Congrats on figuring this out Hector! This is a huge find! Comments below.
On 8/11/25 4:31 AM, Hector Martin wrote:
For those who have been following along, I figured it out. I left all the details with Mark on Slack, but TL;DR: The fix is *either one* (or both works too) of these: ceph config set osd rocksdb_cache_index_and_filter_blocks false (Ceph default: true, RocksDB default: false) ceph config set osd rocksdb_cache_shard_bits 0 (or 1, Ceph default: 4, RocksDB default: variable but probably 6) (Restart all OSDs after changing these settings for them to take effect, I don't think they apply live) The side effect of the first option is that it might increase unaccounted heap OSD memory usage (not managed by the cache autosize code), as filter blocks are preloaded and cached outside the block cache. The side effect of the second option is that it reduces the parallelism/core scalability of the block cache. I suspect the impact of either will be generally small for most typical deployments, and the benefit of not having horrible snaptrim thrashing far outweighs it for those affected. Both options were changed from their RocksDB defaults in Ceph commits long ago without any explanation / relevant commit messages, so I suspect this is a case of "some people flipped some knobs that seemed harmless and nobody really tested their impact". Other things have changed since then too, so I can't say when the impact likely began, as there are a lot of other factors involved.
I'll take ownership of that one since I was the one that flipped those knobs. ;)
FWIW, a lot of the discussion around these issues was happening back in the bluestore standup in those days. I recall that the idea behind these changes is that we didn't want index and filter blocks to be able to consume memory outside the context of the cache. IE at the time we were concerned with runaway memory usage of the OSD, so having index and filter blocks cached with high (pinned!) priority in the block cache was preferable to having memory allocated for them without bound and no oversight in RocksDB. The testing we did at the time didn't involve running in scenarios where the RocksDB cache size was this small. We didn't have the osd_memory_target autotuning back then and the cache size was a static ratio of the overall bluestore cache size. Back in those days we did regularly see the OSD swings in memory usage depending on the workload.
It seems to me this is really a combination of high memory pressure forcing the RocksDB block cache to shrink to the minimum 64MB, having 16 cache shards, and forcing index/filter blocks into the cache that leads to the bad behavior.
The root cause is that the sharding defaults to 16 shards, and that filter blocks are cached in the block cache instead of separately (not the RocksDB default). Filter blocks can be up to 17MB or thereabouts, which means with 16 shards, the minimum viable KV block cache size is ~272MB to ensure non-pathological behavior (if a filter block does not fit into its cache shard, it is not cached at all, causing the problem). Since snaptrim uses a lot of memory, it squeezes out the OSD caches and as soon as the RocksDB block cache size drops below that size or so (depending on how large filter blocks you ended up with on a particular OSD), you get pathological thrashing with potentially several gigabytes per second of kernel->user memory copies repeatedly rereading filter blocks from SSTs.

Dataset entries:

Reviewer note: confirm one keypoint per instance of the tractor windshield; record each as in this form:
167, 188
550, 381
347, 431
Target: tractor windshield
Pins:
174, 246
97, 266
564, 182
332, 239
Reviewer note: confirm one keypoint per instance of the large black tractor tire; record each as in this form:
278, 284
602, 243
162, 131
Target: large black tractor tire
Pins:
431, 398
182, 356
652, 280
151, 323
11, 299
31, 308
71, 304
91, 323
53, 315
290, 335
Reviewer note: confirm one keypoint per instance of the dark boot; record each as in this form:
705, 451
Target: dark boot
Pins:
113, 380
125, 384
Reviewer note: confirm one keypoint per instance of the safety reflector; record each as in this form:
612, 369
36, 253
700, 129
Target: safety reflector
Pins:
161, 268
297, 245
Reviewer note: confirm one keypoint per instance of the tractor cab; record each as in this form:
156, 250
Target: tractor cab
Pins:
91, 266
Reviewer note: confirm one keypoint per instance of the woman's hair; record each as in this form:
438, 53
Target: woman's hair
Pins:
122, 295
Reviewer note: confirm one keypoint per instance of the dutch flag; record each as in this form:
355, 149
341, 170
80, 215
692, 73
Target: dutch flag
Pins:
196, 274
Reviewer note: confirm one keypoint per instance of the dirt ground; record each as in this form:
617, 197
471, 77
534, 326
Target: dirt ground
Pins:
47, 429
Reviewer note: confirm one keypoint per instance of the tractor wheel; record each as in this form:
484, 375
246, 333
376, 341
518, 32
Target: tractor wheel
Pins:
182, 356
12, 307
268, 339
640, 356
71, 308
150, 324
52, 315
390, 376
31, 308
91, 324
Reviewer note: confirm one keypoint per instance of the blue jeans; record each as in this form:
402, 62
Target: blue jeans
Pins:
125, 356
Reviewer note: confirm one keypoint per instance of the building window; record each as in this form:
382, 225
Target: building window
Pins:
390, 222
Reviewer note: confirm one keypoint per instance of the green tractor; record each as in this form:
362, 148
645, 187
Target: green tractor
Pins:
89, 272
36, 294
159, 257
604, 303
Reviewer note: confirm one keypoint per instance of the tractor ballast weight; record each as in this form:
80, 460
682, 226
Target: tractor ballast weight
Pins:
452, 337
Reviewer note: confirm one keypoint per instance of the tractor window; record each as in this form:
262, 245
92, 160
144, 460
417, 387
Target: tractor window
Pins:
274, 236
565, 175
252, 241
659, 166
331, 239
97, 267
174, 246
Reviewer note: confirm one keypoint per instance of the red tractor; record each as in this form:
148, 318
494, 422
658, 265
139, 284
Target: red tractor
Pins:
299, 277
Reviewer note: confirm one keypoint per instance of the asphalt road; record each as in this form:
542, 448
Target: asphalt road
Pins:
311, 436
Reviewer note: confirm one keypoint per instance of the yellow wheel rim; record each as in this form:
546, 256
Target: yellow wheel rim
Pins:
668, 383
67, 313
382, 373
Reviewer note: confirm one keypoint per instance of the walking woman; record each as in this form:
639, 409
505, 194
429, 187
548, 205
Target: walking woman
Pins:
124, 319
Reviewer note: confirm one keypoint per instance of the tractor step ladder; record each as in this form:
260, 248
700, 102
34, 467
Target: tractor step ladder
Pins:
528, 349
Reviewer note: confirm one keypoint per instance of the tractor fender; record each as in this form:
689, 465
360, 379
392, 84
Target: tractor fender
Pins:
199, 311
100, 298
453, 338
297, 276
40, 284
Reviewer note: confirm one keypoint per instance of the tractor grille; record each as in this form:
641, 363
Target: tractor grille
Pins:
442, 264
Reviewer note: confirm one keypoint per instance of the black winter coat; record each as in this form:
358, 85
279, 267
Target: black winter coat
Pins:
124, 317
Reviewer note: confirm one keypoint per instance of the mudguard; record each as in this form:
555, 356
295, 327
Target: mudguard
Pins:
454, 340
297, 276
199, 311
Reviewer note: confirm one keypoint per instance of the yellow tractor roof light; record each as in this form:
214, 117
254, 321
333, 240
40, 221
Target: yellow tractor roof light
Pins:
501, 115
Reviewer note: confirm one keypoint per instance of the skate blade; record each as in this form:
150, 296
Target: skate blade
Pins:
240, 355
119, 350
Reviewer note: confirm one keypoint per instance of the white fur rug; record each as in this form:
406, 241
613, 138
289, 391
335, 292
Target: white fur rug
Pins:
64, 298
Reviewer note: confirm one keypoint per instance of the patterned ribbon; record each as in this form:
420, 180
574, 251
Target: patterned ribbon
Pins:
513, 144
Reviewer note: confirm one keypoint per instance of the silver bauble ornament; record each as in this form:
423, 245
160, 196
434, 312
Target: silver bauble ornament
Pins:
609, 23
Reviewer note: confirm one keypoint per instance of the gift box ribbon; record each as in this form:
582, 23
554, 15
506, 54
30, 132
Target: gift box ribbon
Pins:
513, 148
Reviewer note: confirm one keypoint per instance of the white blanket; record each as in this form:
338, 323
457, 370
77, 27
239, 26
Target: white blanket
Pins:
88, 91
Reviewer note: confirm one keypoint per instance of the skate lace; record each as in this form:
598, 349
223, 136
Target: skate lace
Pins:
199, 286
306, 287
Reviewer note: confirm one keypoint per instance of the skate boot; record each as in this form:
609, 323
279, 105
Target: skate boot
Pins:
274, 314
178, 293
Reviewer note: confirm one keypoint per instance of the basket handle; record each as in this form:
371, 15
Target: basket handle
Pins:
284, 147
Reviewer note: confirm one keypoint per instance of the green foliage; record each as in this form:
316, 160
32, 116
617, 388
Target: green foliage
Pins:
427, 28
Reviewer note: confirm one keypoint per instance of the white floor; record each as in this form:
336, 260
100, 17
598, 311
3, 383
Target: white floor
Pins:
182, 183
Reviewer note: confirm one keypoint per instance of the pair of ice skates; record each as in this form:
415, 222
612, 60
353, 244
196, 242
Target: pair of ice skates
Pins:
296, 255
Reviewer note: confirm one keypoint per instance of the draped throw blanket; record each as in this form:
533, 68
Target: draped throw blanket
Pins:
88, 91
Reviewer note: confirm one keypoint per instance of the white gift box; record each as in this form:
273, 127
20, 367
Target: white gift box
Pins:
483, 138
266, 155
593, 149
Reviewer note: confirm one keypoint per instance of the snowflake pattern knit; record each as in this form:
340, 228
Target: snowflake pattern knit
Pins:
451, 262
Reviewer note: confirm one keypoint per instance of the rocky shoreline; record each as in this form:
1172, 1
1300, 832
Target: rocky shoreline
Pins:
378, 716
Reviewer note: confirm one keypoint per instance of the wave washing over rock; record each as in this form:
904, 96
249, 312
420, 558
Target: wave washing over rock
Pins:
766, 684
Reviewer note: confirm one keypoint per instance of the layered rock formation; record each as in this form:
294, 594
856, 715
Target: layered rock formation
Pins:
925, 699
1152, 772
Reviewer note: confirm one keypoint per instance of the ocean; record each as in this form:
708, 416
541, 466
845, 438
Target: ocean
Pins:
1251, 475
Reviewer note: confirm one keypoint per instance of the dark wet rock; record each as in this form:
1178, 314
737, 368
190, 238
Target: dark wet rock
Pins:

JOB 1
Select each line in the records that contains the word "road".
JOB 2
Continue the thread on Ceph RocksDB cache settings from the point where it ends.
The Ceph thread and the records have no connection to each other.

TASK RESPONSE 1
Reviewer note: confirm one keypoint per instance of the asphalt road; record each as in this form:
Target: asphalt road

TASK RESPONSE 2
My thought is that unless testing says us otherwise, we probably should drop the shard count down to around 4 and bump up the minimum cache allocation a bit. We could disable storing index/filter blocks in the block cache and now the osd_memory_target code will attempt to compensate for it (which we didn't have before), but it feels a bit like going backwards (ideally we would be accounting for all significant memory usage in the OSD).
Fixing this *might* mean that bluefs_buffered_io can be flipped to false too.
This is one of the most exciting aspects of this discovery imho!
As for who is likely affected, it depends on snaptrim memory usage vs. osd_memory_target. If you can guarantee 1GB or so (rough) for managed caches, then it might never affect you, though it still depends on what PriCache wants to do and it might still squeeze the KV cache under some other set of conditions. With the default of 4G for osd_memory_target, my guess is things are just about on the edge of being safe enough most of the time, which is probably why most people don't see things go horribly wrong. If you increase osd_memory_target above the default, you're probably safe. If you decrease it, you're in danger.
Hence the bluefs_buffered_io crutch. Even if you hit this, if you have enough page cache to keep the SST files cached, it doesn't really affect you either.
Either of the above settings makes it impossible for this pathological situation to occur. rocksdb_cache_index_and_filter_blocks=false is safest, rocksdb_cache_shard_bits=0 could allow for some thrashing if multiple SSTs are involved, rocksdb_cache_shard_bits=1 is borderline, but neither should allow for the extreme pathological behavior where a single thread thrashes reads repeatedly at extreme speeds in any case (which is what I experienced).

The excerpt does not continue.